**Assigned task 1**
Repeat word for word the part of the piece on the Arran sea campaign starting with "What does this" and going on through "the island’s waters.".
**Assigned task 2**
Answer these questions from the piece on the Arran sea campaign:
(a) In what year was the Lamlash Bay No Take Zone established?
(b) In what year was the Lamlash Sea Angling festival cancelled?
(c) Whom did Don meet on his trip to New Zealand?

**Passage for review**
From a human perspective

“Ocean: With David Attenborough” hit cinemas earlier this year, drawing attention to the beautiful wonders of the undersea world and how threatened they are from the raw and reckless destruction of unsustainable fishing practices. The bottom trawling scene (https://www.youtube.com/watch?v=IzG9AwlypaY) was particularly disturbing, like something out of a brutal disaster film. 

But there was also hope in those 95 minutes of screen time, proof that the ocean can recover if we give a chance to do so. Marine protected areas (MPAs), spaces where fishing and other potentially damaging activities are restricted, were regularly cited as a particularly effective tool for managing our seas. As evidenced by a number of case studies and guest narrators, including Don MacNeish, co-founder of the Community of Arran Seabed Trust (COAST), a charity that played a key role in establishing the MPA that covers the south side of Isle of the Arran in Scotland.

What does this have to do with maerl you may ask? Well, before the South Arran MPA (designated in 2014; legally enforced from 2016), there was the Lamlash Bay No Take Zone (NTZ). Established in 2008 and covering an area of 2.67km², it offers the highest form of protection where (as the name suggests) no sea life can be taken by any method. It also contains one of the largest maerl beds in Scotland, providing a critical habitat for dogfish, king scallops, queen scallops, crabs, starfish, flatfish, sea squirts, brittle stars and so on. The logo for COAST even features a piece of maerl (https://www.arrancoast.com/), demonstrating its continued importance in their efforts to protect and celebrate the island’s waters. 

Butt hasn’t always been smooth sailing for COAST. Originally formed by Don MacNeish and Howard Wood OBE in 1995, it was a long and hard fought campaign to get that NTZ. The determination was there however, borne from their firsthand experience of diving around Arran and witnessing the deterioration of their local seas. Particularly from the damage inflicted by mobile fishing gear like trawls and scallop dredges, along with the dwindling abundance of plaice, sole, rays and other fish that were once abundant on the seafloor. Worse still, the Lamlash Sea Angling festival, once a renowned annual event, was ultimately cancelled in 1994 due to the abysmal lack of fish. Clearly, something had to be done. 

Alas, the concerns of two well informed divers are unlikely to convince a government, or any other legal body, to take effective action (no matter how often we wish this was the case). Howard and Don needed support and lots of it, so they adopted a bottom-up approach to their campaign, using those early years to engage with local groups and residents on the island. To make their case they used (among other things) old fishing photos to demonstrate the bountiful catches that anglers could achieve 10-15 earlier, as well as their own photos of the seabed to prove what was left to protect. This all led to the critical step of gathering all the local Arran fishermen at a pub in 1998 to finalise the exact location of their proposed NTZ.   

From this strong, grassroots foundation, COAST was able to go forth and correspond with the relevant government agencies and gradually build up political support from further afield. A daunting task for sure, but the idea was not entirely without precedent. A few years before COAST was officially founded, Don travelled to New Zealand and met Dr. Bill Ballantine (1937-2015), who tirelessly campaigned for a series of marine reserves within the nation’s waters. Ultimately, he played a key role in developing the Marine Reserves Act 1971, which created 44 such reserves (all of them NTZs). Needless to say, Dr. Ballantine’s efforts had a profound effect on both Howard and Don, but the gruelling 12 years of bureaucracy clearly shows what one can expect from such campaigns. The man himself once compared the process to being a drunk trying to open a locked door: “You have to be at the right door, and be holding the right key, but beyond that it’s just persistence.”

(Collected data)
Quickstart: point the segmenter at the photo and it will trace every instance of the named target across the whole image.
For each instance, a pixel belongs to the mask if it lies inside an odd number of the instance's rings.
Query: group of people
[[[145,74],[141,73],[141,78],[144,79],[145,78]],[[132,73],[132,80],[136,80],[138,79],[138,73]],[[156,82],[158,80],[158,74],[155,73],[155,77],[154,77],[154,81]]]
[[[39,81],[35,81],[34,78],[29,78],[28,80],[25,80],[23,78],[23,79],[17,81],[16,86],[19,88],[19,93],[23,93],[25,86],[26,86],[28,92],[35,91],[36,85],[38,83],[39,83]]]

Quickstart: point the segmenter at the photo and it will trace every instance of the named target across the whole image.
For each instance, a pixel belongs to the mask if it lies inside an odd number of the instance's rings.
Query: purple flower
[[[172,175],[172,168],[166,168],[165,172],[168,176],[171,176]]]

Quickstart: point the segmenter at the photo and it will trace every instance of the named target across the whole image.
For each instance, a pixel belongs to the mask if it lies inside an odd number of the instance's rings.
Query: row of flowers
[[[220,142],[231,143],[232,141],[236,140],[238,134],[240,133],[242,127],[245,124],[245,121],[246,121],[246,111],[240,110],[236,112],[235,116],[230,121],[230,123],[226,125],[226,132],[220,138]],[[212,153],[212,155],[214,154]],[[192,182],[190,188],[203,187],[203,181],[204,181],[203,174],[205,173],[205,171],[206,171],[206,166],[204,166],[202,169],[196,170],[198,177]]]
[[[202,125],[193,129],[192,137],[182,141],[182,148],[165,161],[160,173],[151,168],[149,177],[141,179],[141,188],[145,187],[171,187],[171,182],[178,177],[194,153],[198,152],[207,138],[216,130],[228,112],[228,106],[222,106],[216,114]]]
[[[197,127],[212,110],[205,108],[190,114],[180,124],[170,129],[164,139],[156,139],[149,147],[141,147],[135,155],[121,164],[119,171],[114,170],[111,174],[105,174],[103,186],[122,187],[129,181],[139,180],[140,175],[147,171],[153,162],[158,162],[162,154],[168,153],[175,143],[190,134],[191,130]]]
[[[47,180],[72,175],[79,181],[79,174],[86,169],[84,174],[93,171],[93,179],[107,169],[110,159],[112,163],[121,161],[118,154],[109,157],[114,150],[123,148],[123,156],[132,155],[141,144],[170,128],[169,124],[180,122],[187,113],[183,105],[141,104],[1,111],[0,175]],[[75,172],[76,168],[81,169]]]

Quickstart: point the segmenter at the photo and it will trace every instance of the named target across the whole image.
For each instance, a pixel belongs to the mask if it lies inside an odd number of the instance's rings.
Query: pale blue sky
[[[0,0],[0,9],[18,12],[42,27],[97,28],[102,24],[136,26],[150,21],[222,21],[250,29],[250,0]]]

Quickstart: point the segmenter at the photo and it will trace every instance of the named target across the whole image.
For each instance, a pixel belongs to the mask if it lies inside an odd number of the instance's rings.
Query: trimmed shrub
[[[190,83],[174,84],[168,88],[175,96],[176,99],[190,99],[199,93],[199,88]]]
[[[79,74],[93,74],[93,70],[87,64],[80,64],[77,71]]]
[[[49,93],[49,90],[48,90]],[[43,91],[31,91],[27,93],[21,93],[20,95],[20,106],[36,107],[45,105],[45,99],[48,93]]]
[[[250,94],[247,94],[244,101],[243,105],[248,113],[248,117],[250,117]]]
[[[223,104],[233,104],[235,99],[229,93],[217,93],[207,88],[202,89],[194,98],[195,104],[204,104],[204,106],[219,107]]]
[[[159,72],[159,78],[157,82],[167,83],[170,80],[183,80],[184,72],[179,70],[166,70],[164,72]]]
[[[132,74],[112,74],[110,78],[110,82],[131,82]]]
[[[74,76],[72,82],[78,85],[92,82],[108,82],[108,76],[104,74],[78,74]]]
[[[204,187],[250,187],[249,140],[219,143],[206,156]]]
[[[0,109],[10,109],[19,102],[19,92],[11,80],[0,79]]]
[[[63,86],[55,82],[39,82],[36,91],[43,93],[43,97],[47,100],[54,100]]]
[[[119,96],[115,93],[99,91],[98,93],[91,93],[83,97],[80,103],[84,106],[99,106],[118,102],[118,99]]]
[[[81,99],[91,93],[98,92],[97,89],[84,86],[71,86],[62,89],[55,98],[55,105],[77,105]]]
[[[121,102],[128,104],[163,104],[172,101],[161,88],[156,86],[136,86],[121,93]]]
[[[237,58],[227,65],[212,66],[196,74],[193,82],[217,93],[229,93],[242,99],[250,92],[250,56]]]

**Response box 1**
What does this have to do with maerl you may ask? Well, before the South Arran MPA (designated in 2014; legally enforced from 2016), there was the Lamlash Bay No Take Zone (NTZ). Established in 2008 and covering an area of 2.67km², it offers the highest form of protection where (as the name suggests) no sea life can be taken by any method. It also contains one of the largest maerl beds in Scotland, providing a critical habitat for dogfish, king scallops, queen scallops, crabs, starfish, flatfish, sea squirts, brittle stars and so on. The logo for COAST even features a piece of maerl (https://www.arrancoast.com/), demonstrating its continued importance in their efforts to protect and celebrate the island’s waters.

**Response box 2**
(a) 2008
(b) 1994
(c) Dr. Bill Ballantine